Textauszug »
========================

Bei der Aufhängung hat McLaren die Logik des 600LT übernommen, bei dem zum ersten Mal Stabilisatoren eingebaut und die Stoßdämpfer jeder Achse miteinander verbunden wurden, um das Handling zu verbessern und die Beschwerden über das "schlampige" Verhalten des Wagens im Grenzbereich zu korrigieren. Wie der Motor verfügt auch die Aufhängung über die bekannten drei Optionen Normal, Sport und Track, mit denen der Fahrer das Verhalten und die Funktionsweise von Motor/Getriebe und Aufhängung je nach den Bedingungen unabhängig voneinander einstellen kann.
Überall "Diät"
Die Philosophie von McLaren lautet "Leichter ist schneller". Aus diesem Grund wurde beim 765LT überall Gewicht eingespart. Bei den Paketen "Clubsport" und "Clubsport Plus" sind die vorderen und hinteren Kotflügel, die Motorhaube und die Türen, die normalerweise aus einer leichten Aluminiumlegierung bestehen, aus Kohlefaser gefertigt, um das Gewicht weiter zu reduzieren.
Außerdem sind die Räder aus Leichtmetall und mit Titanschrauben versehen. Wie bereits erwähnt, sind auch der Auspuff aus Titan (der nur 10,4 kg wiegt), die dünneren Scheiben und die Karbonplatten Teil der Diät. McLaren hat sich aber nicht damit begnügt.
Das umfangreiche "Diät"-Programm des 765LT wird im Innenraum fortgesetzt, indem das Infotainment- und das Klimasystem entfernt werden (die ohne Aufpreis eingebaut werden können) und das dünnere Alcantara für die Sitze und den Innenraum im Allgemeinen verwendet wird. Das Tüpfelchen auf dem i sind die Carbon-Sitze von Senna (Teil des Clubsport Plus-Pakets), die jeweils nur 3,45 kg wiegen.
Spartanisches Interieur
Wenn man die Tür öffnet, sieht man eine einfache, minimalistische Einrichtung. Es gibt nichts "Unnützes" im Inneren. Wenn man über die breite Seitenschwelle steigt, sitzt man auf der Carbon-Schale, die den Fahrer von der Schulter bis zu den Zehen umschließt, ohne zu eng zu sein.

========================

Gespeicherte Einträge
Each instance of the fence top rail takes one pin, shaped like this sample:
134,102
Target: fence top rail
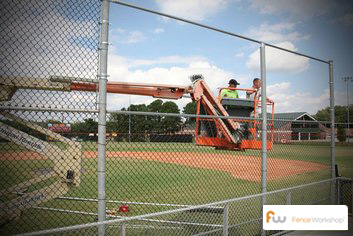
216,29
223,202
48,109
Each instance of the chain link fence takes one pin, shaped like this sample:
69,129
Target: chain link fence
44,45
155,162
237,216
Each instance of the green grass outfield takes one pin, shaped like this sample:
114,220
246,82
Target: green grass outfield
152,181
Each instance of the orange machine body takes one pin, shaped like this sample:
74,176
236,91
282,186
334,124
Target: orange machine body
202,94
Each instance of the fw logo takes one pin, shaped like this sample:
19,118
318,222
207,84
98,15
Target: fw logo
270,216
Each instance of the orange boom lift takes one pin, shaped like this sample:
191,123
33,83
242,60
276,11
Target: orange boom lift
217,131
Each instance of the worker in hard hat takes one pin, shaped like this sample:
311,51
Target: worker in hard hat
256,89
230,92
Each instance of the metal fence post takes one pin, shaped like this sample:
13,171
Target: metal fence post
352,198
123,230
333,135
289,198
264,125
103,68
226,220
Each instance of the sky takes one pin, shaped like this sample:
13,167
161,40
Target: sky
42,39
147,48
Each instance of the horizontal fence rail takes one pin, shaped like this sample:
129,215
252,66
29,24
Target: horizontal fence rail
185,209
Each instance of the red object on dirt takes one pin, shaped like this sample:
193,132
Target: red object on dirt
124,208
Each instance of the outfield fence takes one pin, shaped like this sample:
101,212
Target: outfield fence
67,160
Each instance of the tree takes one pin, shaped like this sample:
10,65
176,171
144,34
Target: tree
85,127
170,124
341,134
340,114
190,108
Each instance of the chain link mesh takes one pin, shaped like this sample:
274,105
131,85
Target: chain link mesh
45,45
49,144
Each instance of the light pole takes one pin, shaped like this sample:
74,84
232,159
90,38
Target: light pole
347,80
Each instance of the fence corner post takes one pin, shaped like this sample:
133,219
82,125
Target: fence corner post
102,76
264,127
333,133
226,220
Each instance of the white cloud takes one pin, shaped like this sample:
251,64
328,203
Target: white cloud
309,8
347,19
165,60
287,101
158,30
239,55
276,33
120,69
193,10
277,60
127,37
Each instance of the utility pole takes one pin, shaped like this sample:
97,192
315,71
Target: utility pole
347,80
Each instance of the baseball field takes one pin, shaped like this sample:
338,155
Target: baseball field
170,173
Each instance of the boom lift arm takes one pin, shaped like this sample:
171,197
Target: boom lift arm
67,162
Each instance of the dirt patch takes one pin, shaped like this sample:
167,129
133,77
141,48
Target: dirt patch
239,166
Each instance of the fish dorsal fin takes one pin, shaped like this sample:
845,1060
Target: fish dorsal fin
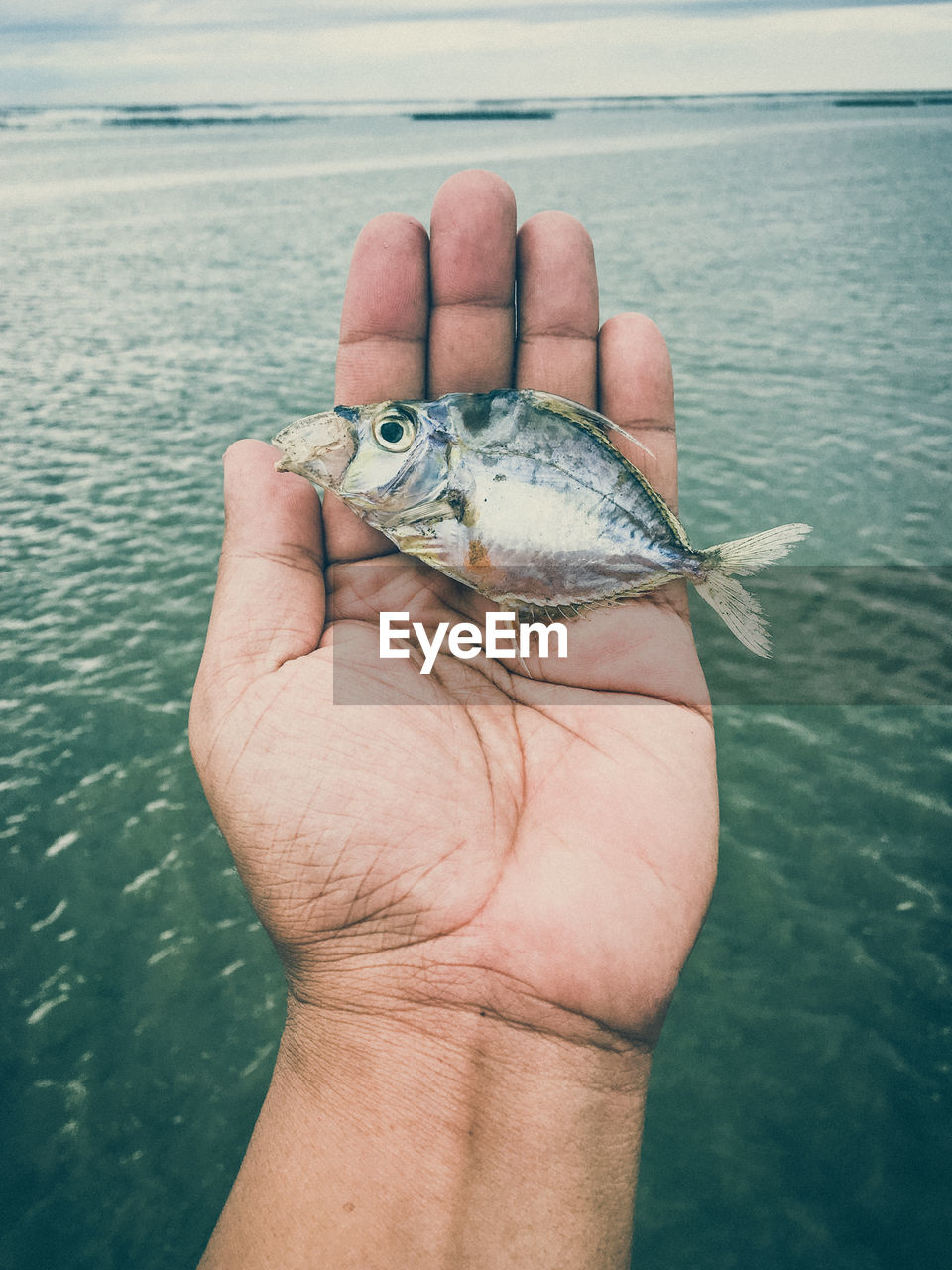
587,418
601,426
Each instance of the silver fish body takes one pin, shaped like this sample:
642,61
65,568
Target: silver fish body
522,497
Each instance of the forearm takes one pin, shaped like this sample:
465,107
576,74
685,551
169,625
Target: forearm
409,1144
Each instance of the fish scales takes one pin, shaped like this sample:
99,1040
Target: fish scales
522,497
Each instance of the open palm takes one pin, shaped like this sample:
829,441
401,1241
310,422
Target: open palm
532,842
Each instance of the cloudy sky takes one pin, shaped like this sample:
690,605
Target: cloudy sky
166,51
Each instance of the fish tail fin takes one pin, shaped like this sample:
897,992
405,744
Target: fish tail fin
719,583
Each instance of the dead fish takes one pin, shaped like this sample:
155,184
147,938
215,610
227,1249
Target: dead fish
522,497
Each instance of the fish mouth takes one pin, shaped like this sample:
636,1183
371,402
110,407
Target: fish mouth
318,445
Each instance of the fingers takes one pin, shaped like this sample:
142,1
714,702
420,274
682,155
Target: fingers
472,267
557,308
270,599
382,347
636,391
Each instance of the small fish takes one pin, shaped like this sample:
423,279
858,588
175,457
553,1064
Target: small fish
522,497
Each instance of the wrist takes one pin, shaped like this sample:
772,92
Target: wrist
409,1141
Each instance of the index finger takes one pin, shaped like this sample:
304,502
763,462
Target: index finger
636,391
382,349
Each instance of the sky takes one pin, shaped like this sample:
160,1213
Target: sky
171,51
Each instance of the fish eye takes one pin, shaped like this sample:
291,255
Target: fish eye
394,431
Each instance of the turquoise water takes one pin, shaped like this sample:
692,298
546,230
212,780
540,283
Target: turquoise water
169,290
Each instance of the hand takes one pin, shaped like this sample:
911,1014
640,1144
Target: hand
483,884
535,851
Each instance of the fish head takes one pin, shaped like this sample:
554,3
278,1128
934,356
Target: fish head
377,457
318,447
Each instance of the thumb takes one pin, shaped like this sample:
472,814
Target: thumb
270,599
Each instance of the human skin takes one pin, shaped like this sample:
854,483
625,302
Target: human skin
483,884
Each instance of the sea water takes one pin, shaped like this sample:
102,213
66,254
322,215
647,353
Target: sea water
172,285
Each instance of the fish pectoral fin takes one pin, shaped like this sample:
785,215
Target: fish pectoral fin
416,541
424,513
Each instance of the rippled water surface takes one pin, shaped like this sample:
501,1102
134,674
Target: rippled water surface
168,291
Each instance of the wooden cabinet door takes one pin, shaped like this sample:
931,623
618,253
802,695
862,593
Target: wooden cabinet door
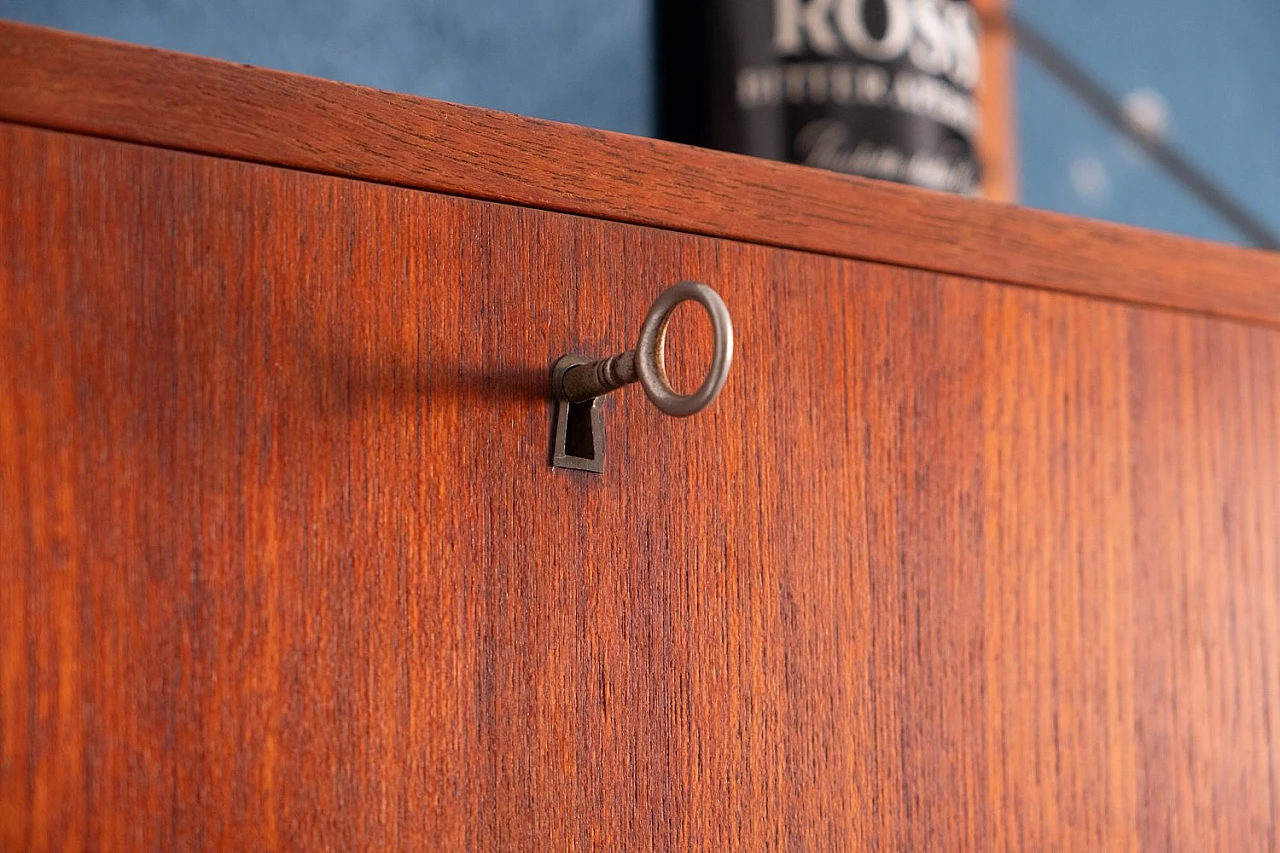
949,565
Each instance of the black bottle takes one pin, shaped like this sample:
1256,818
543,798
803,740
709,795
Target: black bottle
882,89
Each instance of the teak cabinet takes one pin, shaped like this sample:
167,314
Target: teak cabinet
977,550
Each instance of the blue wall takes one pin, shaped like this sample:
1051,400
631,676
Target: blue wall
1214,64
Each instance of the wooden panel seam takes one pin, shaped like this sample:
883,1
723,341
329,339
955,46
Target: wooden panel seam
97,87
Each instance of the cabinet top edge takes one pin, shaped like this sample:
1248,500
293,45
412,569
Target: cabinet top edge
94,86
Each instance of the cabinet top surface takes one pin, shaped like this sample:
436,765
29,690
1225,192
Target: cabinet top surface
92,86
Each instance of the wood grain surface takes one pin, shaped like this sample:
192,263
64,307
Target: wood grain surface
949,565
91,86
997,104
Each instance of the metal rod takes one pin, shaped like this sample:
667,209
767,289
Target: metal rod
598,378
1178,165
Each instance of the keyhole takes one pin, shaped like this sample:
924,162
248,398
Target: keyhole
579,432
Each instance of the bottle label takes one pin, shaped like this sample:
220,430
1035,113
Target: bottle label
882,89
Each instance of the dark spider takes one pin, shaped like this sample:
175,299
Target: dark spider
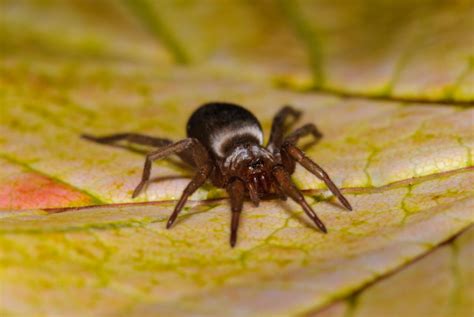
224,144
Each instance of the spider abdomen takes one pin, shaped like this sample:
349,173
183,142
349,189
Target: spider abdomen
221,126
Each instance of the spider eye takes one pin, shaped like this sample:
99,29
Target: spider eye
255,164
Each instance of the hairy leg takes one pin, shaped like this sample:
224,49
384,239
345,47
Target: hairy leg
194,184
305,130
315,169
290,189
278,126
236,191
198,153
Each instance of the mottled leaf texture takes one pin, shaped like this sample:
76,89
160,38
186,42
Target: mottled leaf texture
388,83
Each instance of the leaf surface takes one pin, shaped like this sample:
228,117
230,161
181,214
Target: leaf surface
388,84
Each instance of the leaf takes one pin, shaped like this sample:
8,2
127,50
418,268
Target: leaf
398,139
449,266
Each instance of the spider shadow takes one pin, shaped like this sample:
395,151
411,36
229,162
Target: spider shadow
301,217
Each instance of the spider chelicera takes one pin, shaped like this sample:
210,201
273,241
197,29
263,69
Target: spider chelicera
225,145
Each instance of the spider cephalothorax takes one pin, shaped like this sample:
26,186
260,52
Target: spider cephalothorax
225,145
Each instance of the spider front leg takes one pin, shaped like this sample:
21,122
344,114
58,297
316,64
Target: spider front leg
316,170
236,190
305,130
284,180
278,126
201,160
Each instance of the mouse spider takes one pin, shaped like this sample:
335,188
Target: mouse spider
225,144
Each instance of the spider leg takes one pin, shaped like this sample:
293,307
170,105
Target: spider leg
130,137
236,191
253,194
309,128
278,126
193,185
290,189
198,153
317,170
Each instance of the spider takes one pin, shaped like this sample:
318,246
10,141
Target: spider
225,145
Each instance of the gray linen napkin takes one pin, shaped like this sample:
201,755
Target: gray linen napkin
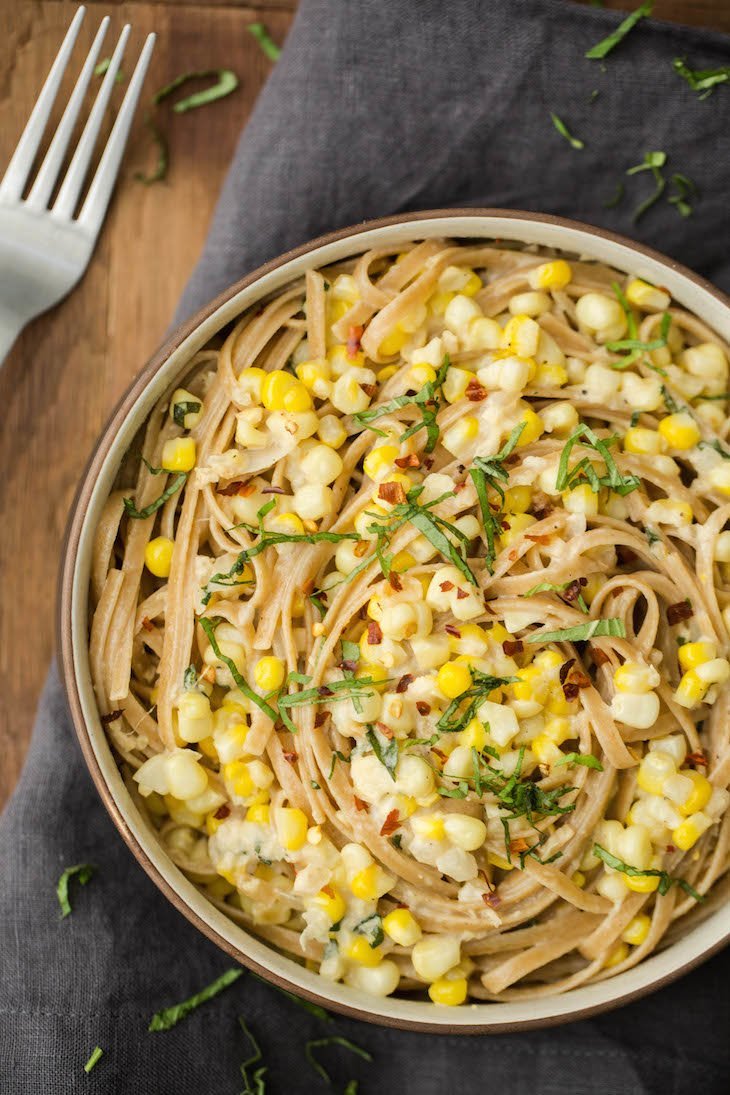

========================

Ziele »
1 > Kopieren Sie aus den Datensätzen die Zeilen wortgetreu, beginnend mit der Zeile, die „Each instance of the gray“ enthält, bis einschließlich zum Ende der Datensätze. Lassen Sie die Bilder in Ihrer Antwort weg.
2 > Verfassen Sie den nächsten Abschnitt des Textauszugs über den McLaren 765LT und schließen Sie dabei an dessen letzten Satz an.
Die Datensätze stehen in keinem Zusammenhang mit dem Textauszug.

Ergebnisse der Übung »
1 >
Each instance of the gray linen napkin takes one pin, shaped like this sample:
201,755
Target: gray linen napkin

2 >
Vor dem Fahrer befindet sich die klappbare Kuppel, die als Armaturenbrett fungiert, mit einem großen 10,7-Zoll-Bildschirm im geöffneten Zustand und einem kleinen Bildschirm mit nur grundlegenden Informationen (Getriebeübersetzung, Drehzahlmesser und Geschwindigkeit) im eingeklappten Zustand.
Die abgebildeten Schalensitze sind die, die auch im Senna verbaut sind, die Hardcore-Sitze. Für Besitzer, die den 765LT weniger auf der Rennstrecke und mehr auf der Straße nutzen, gibt es die Option von "milderen" Schalensitzen, mit mehr Polsterung und weniger ausgeprägten Seitenwangen.
Eine Besonderheit im Innenraum des 765LT, die wir zum ersten Mal in einem McLaren sehen, ist das Glas in der Hutablage, durch das man den Motor sehen kann. Wie beim 720S leuchtet auch beim 765LT beim Entriegeln und vor dem Starten des Motors ein rotes Licht auf, damit man den V8 des 765LT bewundern kann.
Alles in allem
Der 765LT ist die "perfekte" Optimierung des 720S. Noch rauer, noch "emotionaler", noch extremer, aber immer noch ein komfortables Auto für einen Roadtrip. Die Arbeit von McLaren am gesamten Auto wird vom ersten Moment an spürbar sein. Der 765LT ist das, was die Engländer "turned to 11" nennen. 765 Glückliche werden ihn in die Hände bekommen, denn die ersten Exemplare werden Ende des Jahres erwartet. Woking hat wieder einmal für Abwechslung gesorgt...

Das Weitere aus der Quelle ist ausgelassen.